**TASK REQUIREMENTS**
Rewrite the records below with every "outer ring" changed to "exterior ring", keeping everything else identical.

# # #

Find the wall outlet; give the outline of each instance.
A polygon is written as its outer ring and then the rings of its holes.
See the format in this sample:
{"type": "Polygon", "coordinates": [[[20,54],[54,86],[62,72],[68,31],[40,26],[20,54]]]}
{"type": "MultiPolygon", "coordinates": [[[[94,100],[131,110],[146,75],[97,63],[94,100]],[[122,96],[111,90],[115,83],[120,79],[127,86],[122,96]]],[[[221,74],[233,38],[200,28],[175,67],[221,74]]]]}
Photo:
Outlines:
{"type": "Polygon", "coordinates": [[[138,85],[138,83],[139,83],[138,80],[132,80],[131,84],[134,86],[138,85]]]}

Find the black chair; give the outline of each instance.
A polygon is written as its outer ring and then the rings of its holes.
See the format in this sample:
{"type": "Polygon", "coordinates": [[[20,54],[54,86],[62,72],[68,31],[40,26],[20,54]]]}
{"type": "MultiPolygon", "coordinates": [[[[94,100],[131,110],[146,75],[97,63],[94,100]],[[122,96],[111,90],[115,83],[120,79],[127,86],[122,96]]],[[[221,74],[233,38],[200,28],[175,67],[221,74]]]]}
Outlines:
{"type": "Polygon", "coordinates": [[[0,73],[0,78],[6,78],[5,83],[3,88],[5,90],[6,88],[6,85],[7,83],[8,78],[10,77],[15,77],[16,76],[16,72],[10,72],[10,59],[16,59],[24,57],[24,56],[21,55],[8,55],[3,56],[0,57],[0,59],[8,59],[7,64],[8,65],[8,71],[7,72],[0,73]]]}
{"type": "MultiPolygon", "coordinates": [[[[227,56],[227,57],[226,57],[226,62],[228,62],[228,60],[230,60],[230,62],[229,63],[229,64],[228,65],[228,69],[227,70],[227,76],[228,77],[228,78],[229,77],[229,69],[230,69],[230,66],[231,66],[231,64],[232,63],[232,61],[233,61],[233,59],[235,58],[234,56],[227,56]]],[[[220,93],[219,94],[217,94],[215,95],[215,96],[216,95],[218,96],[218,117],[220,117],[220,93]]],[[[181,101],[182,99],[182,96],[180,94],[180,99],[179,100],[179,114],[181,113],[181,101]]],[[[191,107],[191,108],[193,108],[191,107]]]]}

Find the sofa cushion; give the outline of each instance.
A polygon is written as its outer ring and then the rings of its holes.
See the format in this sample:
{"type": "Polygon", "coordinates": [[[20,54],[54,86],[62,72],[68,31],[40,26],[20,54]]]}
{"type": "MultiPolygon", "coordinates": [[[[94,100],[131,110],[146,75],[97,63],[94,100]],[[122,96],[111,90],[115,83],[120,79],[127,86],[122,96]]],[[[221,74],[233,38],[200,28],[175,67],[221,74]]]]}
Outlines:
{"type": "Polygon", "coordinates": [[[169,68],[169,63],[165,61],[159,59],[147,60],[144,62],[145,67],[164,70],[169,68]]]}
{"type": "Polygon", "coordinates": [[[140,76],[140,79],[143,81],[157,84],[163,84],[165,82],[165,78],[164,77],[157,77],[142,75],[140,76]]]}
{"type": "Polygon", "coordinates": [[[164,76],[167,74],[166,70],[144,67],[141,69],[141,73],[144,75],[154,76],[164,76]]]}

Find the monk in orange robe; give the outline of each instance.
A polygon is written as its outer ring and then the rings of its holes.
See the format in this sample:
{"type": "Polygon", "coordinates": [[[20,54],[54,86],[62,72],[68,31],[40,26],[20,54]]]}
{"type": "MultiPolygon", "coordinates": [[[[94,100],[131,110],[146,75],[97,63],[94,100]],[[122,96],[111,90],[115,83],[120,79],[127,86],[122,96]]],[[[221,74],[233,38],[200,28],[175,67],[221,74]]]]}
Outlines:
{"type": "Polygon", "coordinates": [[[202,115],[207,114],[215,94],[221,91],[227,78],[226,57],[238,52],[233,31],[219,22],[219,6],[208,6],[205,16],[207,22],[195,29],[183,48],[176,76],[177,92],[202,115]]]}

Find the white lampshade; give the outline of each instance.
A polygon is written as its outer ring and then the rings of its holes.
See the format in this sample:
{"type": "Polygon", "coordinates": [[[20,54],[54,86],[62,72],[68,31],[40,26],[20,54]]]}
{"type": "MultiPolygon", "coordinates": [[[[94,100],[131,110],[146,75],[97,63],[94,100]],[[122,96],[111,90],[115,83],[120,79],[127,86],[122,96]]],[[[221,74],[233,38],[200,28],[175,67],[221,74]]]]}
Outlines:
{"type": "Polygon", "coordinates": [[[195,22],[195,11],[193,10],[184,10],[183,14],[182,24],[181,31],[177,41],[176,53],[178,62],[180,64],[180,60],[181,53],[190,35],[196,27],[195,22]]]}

# # #

**WRITTEN REPLY**
Find the wall outlet; give the outline of each instance.
A polygon is written as its exterior ring and then the rings of its holes.
See the format in this sample:
{"type": "Polygon", "coordinates": [[[20,54],[54,86],[62,72],[68,31],[40,26],[20,54]]]}
{"type": "MultiPolygon", "coordinates": [[[[94,100],[131,110],[146,75],[97,63],[94,100]],[[122,96],[111,90],[115,83],[120,79],[127,86],[122,96]]],[[[221,74],[233,38],[200,28],[175,67],[221,74]]]]}
Photo:
Outlines:
{"type": "Polygon", "coordinates": [[[138,85],[138,83],[139,83],[138,80],[132,80],[131,84],[134,86],[138,85]]]}

Find the black chair; give the outline of each instance.
A polygon is written as its exterior ring and then the rings of its holes.
See the format in this sample:
{"type": "Polygon", "coordinates": [[[20,54],[54,86],[62,72],[68,31],[40,26],[20,54]]]}
{"type": "MultiPolygon", "coordinates": [[[[94,100],[131,110],[146,75],[97,63],[94,100]],[[122,96],[111,90],[115,83],[120,79],[127,86],[122,96]]],[[[221,74],[233,38],[200,28],[175,67],[221,74]]]]}
Outlines:
{"type": "Polygon", "coordinates": [[[0,73],[0,78],[6,78],[5,83],[3,88],[5,90],[6,88],[6,85],[7,83],[8,78],[10,77],[15,77],[16,76],[16,72],[10,72],[10,59],[16,59],[24,57],[24,56],[21,55],[8,55],[3,56],[0,57],[0,59],[8,59],[7,64],[8,65],[8,71],[7,72],[0,73]]]}
{"type": "MultiPolygon", "coordinates": [[[[227,56],[227,57],[226,57],[226,62],[228,62],[228,60],[230,60],[230,62],[229,63],[229,64],[228,65],[228,69],[227,70],[227,76],[228,77],[228,78],[229,77],[229,69],[230,69],[230,66],[231,66],[231,64],[232,63],[232,61],[233,61],[233,59],[235,58],[234,56],[227,56]]],[[[220,93],[219,94],[217,94],[215,95],[215,96],[216,95],[218,96],[218,117],[220,117],[220,93]]],[[[181,101],[182,99],[182,96],[180,94],[180,99],[179,100],[179,114],[181,113],[181,101]]],[[[191,107],[191,108],[193,108],[191,107]]]]}

Find the sofa cushion; give the outline of each instance.
A polygon is written as its exterior ring and then the rings of its holes.
See the format in this sample:
{"type": "Polygon", "coordinates": [[[20,54],[54,86],[62,72],[68,31],[40,26],[20,54]]]}
{"type": "MultiPolygon", "coordinates": [[[[94,100],[131,110],[146,75],[97,63],[94,100]],[[122,96],[111,90],[115,83],[120,79],[127,86],[122,96]]],[[[221,74],[233,38],[200,28],[175,67],[221,74]]]]}
Outlines:
{"type": "Polygon", "coordinates": [[[169,68],[169,63],[165,61],[159,59],[147,60],[144,62],[145,67],[164,70],[169,68]]]}
{"type": "Polygon", "coordinates": [[[140,76],[140,79],[143,81],[157,84],[163,84],[165,82],[165,78],[164,77],[157,77],[142,75],[140,76]]]}
{"type": "Polygon", "coordinates": [[[164,76],[167,74],[166,70],[144,67],[141,69],[141,73],[144,75],[154,76],[164,76]]]}

Find the monk in orange robe; give the outline of each instance.
A polygon is written as its exterior ring and then the rings of its holes.
See the format in this sample:
{"type": "Polygon", "coordinates": [[[20,54],[54,86],[62,72],[68,31],[40,26],[20,54]]]}
{"type": "MultiPolygon", "coordinates": [[[[94,100],[131,110],[146,75],[97,63],[94,100]],[[122,96],[111,90],[115,83],[120,79],[127,86],[122,96]]],[[[221,74],[233,38],[200,28],[175,67],[221,74]]]]}
Outlines:
{"type": "Polygon", "coordinates": [[[202,115],[207,114],[215,94],[221,91],[227,78],[226,57],[238,52],[233,31],[219,22],[219,6],[208,6],[205,16],[207,22],[195,29],[183,48],[176,76],[177,92],[202,115]]]}

Find the white lampshade; give the outline of each instance.
A polygon is written as its exterior ring and then the rings of its holes.
See the format in this sample:
{"type": "Polygon", "coordinates": [[[20,54],[54,86],[62,72],[68,31],[40,26],[20,54]]]}
{"type": "MultiPolygon", "coordinates": [[[[94,100],[131,110],[146,75],[97,63],[94,100]],[[122,96],[111,90],[115,83],[120,79],[127,86],[122,96]]],[[[221,74],[233,38],[200,28],[175,67],[221,74]]]]}
Outlines:
{"type": "Polygon", "coordinates": [[[195,22],[195,11],[193,10],[184,10],[183,14],[182,24],[181,31],[177,41],[176,53],[178,62],[180,64],[180,60],[181,53],[190,35],[196,27],[195,22]]]}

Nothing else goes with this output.